• _Problem details_: Render everything in the data from the line containing "A rule for this batch: each instance of the green bush" down to the line containing "column 136, row 264", both included, as a JSON list of strings with one string per line and blank lines omitted.

• _Input for this task_:
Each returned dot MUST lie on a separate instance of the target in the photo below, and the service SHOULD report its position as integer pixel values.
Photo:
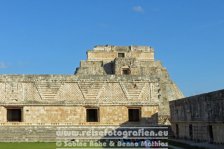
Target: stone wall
(47, 101)
(76, 115)
(199, 117)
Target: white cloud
(3, 65)
(138, 9)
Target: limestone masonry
(116, 85)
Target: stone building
(116, 85)
(199, 118)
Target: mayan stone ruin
(116, 85)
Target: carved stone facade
(112, 80)
(199, 118)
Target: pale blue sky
(52, 36)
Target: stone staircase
(48, 90)
(91, 90)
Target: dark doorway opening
(190, 132)
(126, 71)
(14, 115)
(177, 131)
(121, 55)
(92, 115)
(134, 115)
(210, 131)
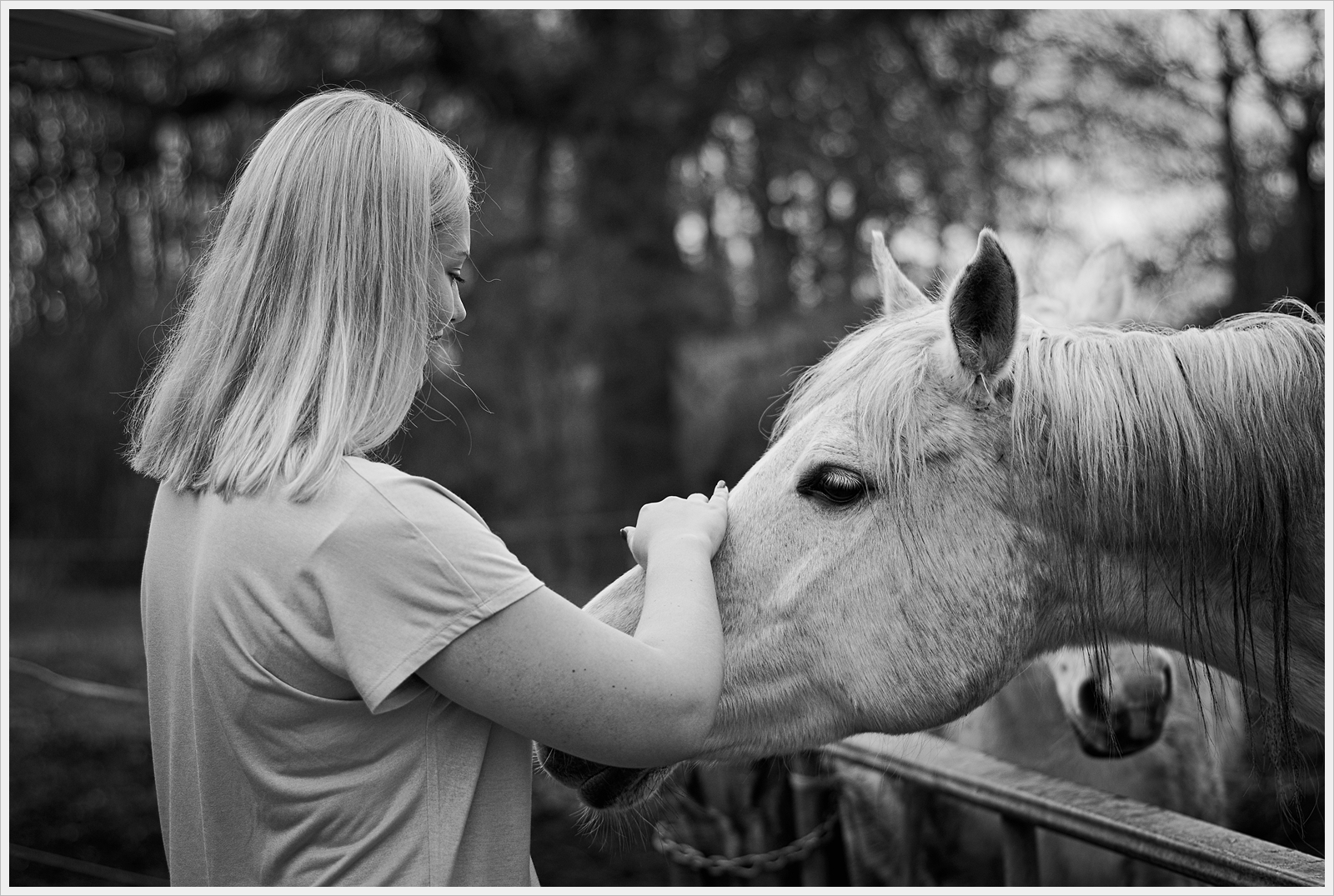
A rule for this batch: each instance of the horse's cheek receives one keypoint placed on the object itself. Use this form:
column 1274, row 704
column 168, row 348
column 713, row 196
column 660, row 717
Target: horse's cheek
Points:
column 620, row 603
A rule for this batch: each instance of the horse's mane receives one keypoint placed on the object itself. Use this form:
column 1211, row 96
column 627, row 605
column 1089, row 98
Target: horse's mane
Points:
column 1201, row 449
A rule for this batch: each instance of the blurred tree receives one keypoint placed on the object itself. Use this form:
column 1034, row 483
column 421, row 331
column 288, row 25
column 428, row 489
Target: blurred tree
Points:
column 660, row 188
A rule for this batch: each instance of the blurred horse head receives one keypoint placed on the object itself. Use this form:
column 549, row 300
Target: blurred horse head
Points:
column 1117, row 702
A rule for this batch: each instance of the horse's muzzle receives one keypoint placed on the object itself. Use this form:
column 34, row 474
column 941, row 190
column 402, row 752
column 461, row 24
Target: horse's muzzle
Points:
column 600, row 787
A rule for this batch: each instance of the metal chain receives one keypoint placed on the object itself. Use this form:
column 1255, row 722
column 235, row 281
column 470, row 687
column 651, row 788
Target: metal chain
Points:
column 749, row 866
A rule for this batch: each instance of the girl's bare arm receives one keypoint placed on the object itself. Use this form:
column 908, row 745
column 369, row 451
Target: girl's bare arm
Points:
column 551, row 673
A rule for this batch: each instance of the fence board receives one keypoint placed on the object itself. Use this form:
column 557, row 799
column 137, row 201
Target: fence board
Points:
column 1165, row 839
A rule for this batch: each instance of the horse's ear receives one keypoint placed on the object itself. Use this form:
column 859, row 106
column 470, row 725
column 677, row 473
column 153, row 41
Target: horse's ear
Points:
column 1102, row 288
column 897, row 291
column 985, row 309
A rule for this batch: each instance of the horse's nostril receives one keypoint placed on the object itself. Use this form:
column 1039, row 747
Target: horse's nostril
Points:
column 1091, row 703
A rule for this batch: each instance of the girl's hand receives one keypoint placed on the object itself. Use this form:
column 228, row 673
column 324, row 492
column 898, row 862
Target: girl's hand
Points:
column 678, row 520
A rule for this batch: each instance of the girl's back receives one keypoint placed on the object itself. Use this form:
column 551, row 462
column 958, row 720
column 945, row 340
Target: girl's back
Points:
column 287, row 713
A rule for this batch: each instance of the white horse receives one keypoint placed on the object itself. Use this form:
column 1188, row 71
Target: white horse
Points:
column 957, row 489
column 1177, row 749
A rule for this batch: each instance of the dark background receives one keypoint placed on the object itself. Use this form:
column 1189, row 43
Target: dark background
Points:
column 675, row 218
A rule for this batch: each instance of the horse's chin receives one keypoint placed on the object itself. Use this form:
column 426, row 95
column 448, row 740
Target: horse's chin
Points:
column 602, row 787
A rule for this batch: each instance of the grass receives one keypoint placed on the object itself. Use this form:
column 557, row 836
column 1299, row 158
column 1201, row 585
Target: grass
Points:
column 80, row 768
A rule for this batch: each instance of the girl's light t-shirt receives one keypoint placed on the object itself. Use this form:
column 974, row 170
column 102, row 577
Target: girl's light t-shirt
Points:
column 293, row 742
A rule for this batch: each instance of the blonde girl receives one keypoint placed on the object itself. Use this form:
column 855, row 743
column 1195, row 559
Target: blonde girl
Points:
column 346, row 667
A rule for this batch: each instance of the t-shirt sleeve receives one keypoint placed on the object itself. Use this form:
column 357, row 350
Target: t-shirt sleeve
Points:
column 402, row 576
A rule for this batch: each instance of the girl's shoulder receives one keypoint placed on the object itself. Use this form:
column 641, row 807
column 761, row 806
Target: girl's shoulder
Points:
column 407, row 495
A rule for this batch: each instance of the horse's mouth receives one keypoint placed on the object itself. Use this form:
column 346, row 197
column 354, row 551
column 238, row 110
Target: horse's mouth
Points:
column 600, row 787
column 1125, row 733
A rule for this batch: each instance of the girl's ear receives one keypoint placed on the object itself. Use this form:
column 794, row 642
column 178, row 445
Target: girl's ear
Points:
column 985, row 309
column 897, row 291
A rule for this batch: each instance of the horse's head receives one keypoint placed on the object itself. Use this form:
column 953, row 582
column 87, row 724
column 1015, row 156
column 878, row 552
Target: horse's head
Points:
column 1116, row 707
column 869, row 551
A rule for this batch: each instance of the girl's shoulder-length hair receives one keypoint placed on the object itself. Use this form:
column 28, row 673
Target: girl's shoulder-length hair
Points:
column 304, row 333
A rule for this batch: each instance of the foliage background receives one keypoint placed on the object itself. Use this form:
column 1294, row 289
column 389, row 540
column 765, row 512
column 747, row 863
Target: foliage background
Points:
column 677, row 207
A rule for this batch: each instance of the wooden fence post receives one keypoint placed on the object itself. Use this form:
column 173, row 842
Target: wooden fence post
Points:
column 807, row 804
column 1020, row 849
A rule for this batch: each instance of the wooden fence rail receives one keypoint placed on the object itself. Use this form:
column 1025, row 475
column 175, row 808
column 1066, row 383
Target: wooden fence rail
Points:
column 1026, row 800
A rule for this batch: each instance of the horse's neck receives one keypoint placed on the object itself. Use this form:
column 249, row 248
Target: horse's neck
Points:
column 1234, row 633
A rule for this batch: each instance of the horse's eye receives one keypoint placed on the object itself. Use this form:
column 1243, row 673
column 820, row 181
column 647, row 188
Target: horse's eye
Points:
column 834, row 486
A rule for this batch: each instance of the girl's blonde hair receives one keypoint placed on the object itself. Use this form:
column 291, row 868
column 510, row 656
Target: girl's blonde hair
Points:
column 304, row 336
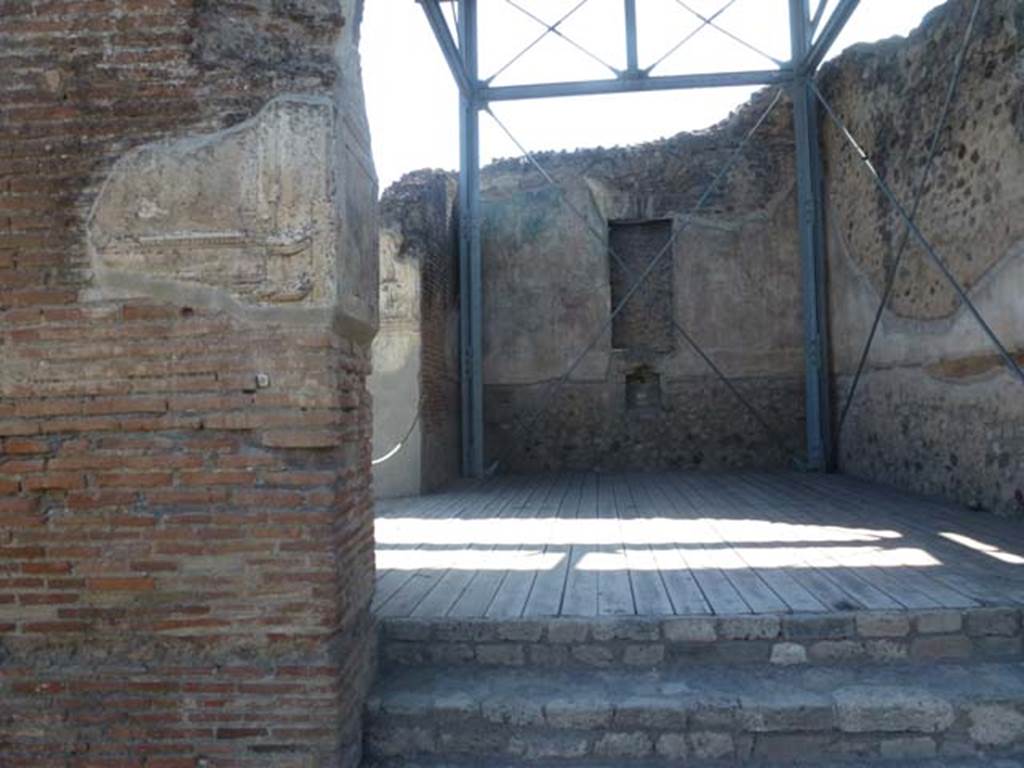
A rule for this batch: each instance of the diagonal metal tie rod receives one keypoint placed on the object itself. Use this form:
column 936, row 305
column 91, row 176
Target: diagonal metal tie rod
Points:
column 734, row 38
column 919, row 196
column 631, row 273
column 570, row 41
column 538, row 39
column 705, row 24
column 919, row 236
column 557, row 384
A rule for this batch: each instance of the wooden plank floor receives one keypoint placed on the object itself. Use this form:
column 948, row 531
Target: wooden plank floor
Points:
column 672, row 543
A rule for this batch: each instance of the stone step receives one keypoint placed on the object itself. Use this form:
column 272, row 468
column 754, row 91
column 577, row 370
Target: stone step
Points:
column 984, row 634
column 475, row 763
column 735, row 715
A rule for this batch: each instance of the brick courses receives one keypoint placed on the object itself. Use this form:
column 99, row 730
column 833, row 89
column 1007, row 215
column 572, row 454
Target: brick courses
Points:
column 185, row 558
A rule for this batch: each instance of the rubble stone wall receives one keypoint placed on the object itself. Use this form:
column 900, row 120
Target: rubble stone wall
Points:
column 415, row 383
column 187, row 294
column 937, row 411
column 734, row 272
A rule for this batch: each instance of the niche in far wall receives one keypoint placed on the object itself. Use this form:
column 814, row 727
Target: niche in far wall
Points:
column 644, row 325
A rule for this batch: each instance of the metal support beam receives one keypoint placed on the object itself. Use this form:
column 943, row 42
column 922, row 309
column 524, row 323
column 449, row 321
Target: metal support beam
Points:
column 452, row 55
column 632, row 62
column 833, row 28
column 470, row 274
column 626, row 85
column 812, row 248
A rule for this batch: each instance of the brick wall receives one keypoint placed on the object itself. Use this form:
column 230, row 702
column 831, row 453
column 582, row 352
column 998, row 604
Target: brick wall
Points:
column 185, row 546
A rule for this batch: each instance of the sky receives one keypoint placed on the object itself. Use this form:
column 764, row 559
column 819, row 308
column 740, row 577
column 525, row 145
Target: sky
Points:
column 412, row 99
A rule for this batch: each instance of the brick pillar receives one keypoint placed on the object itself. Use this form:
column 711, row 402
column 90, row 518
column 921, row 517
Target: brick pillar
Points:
column 187, row 294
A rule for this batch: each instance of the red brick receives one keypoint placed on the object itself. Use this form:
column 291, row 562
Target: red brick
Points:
column 54, row 481
column 22, row 553
column 128, row 584
column 25, row 445
column 50, row 628
column 46, row 567
column 133, row 479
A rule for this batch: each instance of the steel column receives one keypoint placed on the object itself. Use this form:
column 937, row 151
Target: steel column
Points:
column 435, row 17
column 812, row 247
column 470, row 275
column 834, row 27
column 632, row 61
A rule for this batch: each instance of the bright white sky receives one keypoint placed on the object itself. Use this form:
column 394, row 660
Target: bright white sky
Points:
column 413, row 101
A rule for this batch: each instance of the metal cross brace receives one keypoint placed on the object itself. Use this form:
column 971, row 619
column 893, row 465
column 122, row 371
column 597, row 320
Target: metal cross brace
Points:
column 555, row 386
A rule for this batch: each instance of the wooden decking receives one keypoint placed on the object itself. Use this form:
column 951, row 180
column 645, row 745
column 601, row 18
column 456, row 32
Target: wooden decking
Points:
column 662, row 544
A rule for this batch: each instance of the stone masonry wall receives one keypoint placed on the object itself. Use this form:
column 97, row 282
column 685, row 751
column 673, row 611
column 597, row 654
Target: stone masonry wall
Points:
column 936, row 411
column 187, row 292
column 735, row 289
column 416, row 365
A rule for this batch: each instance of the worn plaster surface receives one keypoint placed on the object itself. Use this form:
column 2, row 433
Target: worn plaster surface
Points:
column 937, row 411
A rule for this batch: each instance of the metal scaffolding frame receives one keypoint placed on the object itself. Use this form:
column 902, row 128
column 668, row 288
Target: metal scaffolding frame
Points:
column 796, row 76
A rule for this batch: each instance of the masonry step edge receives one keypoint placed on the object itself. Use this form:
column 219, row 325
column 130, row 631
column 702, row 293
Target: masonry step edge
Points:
column 735, row 715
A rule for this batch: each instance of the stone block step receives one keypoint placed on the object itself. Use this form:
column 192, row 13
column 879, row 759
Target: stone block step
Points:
column 944, row 763
column 985, row 634
column 741, row 715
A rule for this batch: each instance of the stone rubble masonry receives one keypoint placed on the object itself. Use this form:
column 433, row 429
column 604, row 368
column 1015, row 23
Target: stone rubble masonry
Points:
column 798, row 639
column 185, row 512
column 415, row 383
column 714, row 715
column 937, row 412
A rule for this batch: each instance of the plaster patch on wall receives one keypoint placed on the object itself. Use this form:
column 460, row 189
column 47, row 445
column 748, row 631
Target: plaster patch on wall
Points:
column 245, row 218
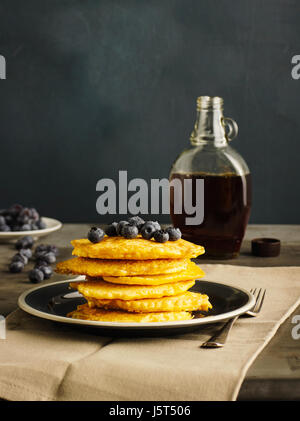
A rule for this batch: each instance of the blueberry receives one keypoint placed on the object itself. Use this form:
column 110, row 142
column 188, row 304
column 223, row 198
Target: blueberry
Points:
column 47, row 270
column 47, row 257
column 41, row 248
column 19, row 257
column 174, row 233
column 26, row 252
column 161, row 236
column 24, row 242
column 120, row 226
column 16, row 266
column 95, row 235
column 34, row 215
column 4, row 228
column 41, row 224
column 137, row 221
column 130, row 231
column 111, row 230
column 148, row 230
column 36, row 276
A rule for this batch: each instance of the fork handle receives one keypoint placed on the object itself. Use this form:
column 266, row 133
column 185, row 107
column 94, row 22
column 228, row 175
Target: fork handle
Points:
column 218, row 340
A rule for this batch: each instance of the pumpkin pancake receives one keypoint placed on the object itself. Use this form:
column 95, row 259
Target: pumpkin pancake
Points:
column 188, row 301
column 98, row 267
column 135, row 249
column 99, row 315
column 106, row 290
column 191, row 272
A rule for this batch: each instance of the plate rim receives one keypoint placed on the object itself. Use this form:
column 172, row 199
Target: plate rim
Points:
column 14, row 234
column 135, row 325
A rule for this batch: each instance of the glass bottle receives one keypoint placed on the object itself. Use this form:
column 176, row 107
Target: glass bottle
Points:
column 227, row 183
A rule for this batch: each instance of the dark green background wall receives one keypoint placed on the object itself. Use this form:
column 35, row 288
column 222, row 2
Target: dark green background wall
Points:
column 98, row 86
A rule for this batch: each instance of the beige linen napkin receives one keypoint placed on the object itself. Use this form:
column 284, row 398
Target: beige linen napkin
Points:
column 42, row 360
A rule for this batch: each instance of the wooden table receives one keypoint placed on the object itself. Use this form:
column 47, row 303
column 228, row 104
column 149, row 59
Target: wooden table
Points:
column 275, row 374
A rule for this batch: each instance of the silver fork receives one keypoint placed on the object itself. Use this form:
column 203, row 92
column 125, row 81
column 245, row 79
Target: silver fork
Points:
column 218, row 340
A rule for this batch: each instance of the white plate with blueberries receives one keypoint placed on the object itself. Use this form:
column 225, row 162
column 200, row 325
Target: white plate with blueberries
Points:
column 19, row 221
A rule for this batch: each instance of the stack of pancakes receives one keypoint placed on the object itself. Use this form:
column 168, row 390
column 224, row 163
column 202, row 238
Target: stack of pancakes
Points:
column 135, row 280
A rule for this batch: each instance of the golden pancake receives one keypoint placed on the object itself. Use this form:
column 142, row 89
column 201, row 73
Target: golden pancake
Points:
column 97, row 267
column 106, row 290
column 192, row 272
column 135, row 249
column 188, row 301
column 95, row 314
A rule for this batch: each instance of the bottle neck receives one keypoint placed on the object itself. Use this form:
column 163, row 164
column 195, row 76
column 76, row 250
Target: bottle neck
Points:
column 209, row 128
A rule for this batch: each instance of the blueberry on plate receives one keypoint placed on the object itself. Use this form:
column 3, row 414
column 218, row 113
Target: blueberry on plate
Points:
column 24, row 242
column 95, row 235
column 120, row 226
column 130, row 231
column 47, row 270
column 174, row 233
column 26, row 252
column 148, row 230
column 41, row 248
column 16, row 266
column 41, row 224
column 161, row 236
column 19, row 257
column 137, row 221
column 47, row 257
column 36, row 276
column 111, row 230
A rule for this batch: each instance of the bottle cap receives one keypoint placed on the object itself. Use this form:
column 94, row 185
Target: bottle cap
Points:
column 265, row 247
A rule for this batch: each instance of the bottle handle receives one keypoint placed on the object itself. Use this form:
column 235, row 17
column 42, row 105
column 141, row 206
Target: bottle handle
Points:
column 232, row 128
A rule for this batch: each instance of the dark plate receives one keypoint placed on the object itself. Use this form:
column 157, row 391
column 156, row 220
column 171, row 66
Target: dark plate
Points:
column 54, row 301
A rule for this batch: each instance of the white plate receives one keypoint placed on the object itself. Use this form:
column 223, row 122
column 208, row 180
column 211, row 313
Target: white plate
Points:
column 53, row 301
column 51, row 226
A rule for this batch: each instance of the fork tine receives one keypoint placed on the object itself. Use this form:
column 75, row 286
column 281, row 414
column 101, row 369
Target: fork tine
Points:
column 261, row 301
column 256, row 301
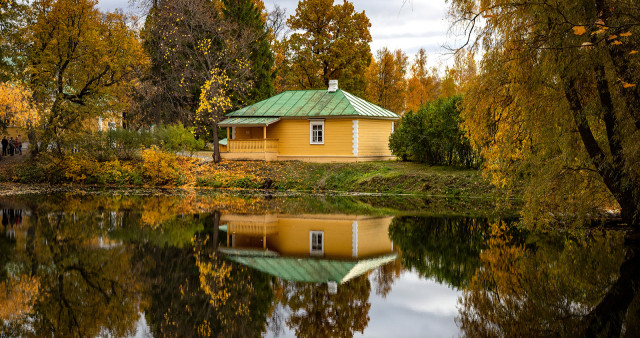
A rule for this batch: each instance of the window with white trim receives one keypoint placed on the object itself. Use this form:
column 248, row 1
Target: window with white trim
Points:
column 316, row 242
column 316, row 132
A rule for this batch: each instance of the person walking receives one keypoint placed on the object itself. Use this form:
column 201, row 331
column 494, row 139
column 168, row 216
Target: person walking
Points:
column 18, row 145
column 12, row 146
column 5, row 144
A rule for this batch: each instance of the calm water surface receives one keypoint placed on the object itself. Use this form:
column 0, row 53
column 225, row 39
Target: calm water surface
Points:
column 227, row 265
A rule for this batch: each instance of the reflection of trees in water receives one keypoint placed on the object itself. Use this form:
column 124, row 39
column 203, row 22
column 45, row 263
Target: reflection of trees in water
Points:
column 547, row 287
column 194, row 292
column 82, row 289
column 315, row 312
column 446, row 249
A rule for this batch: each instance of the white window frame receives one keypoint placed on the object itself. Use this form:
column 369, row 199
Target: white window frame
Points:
column 313, row 123
column 312, row 251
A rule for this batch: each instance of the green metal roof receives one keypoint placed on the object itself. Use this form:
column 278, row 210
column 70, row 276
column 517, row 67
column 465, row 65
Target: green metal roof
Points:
column 314, row 270
column 313, row 103
column 248, row 121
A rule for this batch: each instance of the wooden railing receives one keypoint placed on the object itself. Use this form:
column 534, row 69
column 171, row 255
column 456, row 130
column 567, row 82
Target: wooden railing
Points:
column 253, row 146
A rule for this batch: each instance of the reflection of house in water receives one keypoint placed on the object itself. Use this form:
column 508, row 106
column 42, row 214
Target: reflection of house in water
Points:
column 309, row 248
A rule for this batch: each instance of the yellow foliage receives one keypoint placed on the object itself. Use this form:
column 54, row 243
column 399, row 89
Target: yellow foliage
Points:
column 16, row 106
column 17, row 297
column 159, row 167
column 579, row 30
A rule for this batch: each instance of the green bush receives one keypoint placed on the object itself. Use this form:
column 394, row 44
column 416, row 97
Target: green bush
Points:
column 432, row 135
column 177, row 138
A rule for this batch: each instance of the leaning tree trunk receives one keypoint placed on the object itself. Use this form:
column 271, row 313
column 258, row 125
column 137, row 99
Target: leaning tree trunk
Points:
column 609, row 317
column 216, row 144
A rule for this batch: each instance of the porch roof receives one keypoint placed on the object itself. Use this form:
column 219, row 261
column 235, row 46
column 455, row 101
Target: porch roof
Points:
column 316, row 270
column 248, row 121
column 314, row 103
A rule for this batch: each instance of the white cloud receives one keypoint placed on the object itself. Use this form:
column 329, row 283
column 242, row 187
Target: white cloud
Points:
column 395, row 24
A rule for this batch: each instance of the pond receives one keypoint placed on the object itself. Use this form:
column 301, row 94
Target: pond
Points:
column 136, row 264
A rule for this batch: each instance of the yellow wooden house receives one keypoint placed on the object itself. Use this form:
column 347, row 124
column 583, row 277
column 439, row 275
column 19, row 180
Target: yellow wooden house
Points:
column 328, row 125
column 309, row 248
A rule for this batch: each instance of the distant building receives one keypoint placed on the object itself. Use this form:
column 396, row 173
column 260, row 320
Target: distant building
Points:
column 310, row 125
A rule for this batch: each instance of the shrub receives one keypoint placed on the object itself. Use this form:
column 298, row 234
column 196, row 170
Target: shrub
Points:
column 126, row 144
column 432, row 135
column 159, row 167
column 177, row 138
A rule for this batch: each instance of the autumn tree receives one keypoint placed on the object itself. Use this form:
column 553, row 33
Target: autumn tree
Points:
column 12, row 20
column 251, row 15
column 423, row 84
column 330, row 42
column 199, row 57
column 17, row 108
column 557, row 101
column 386, row 80
column 78, row 60
column 433, row 135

• _The reply_:
[
  "A rule for this batch: each instance of the green bush receives one keypoint placed on the object itself. Use this form:",
  "column 394, row 44",
  "column 416, row 97",
  "Target: green bush",
  "Points:",
  "column 432, row 135",
  "column 177, row 138",
  "A rule for this batch: each instance of the leaning tree trunk receives one keypoint placed on the object itself. Use this form:",
  "column 271, row 313",
  "column 258, row 125",
  "column 137, row 99",
  "Target: leaning tree trunk",
  "Points:",
  "column 609, row 317",
  "column 216, row 144",
  "A rule for this batch: each instance of the porch roof receives one keypoint placed on the object itself. Use this form:",
  "column 219, row 261",
  "column 235, row 46",
  "column 455, row 101",
  "Target: porch roof",
  "Points:",
  "column 316, row 270",
  "column 248, row 121",
  "column 314, row 103",
  "A rule for this batch: each instance of the white cloud receives one keypoint placed on the object itself. Use this form:",
  "column 329, row 283",
  "column 242, row 187",
  "Target: white cloud",
  "Points:",
  "column 395, row 24",
  "A rule for this batch: each instance of the pond receives one keypoint placed on the object itself. Use this form:",
  "column 301, row 94",
  "Target: pond",
  "Points:",
  "column 136, row 264"
]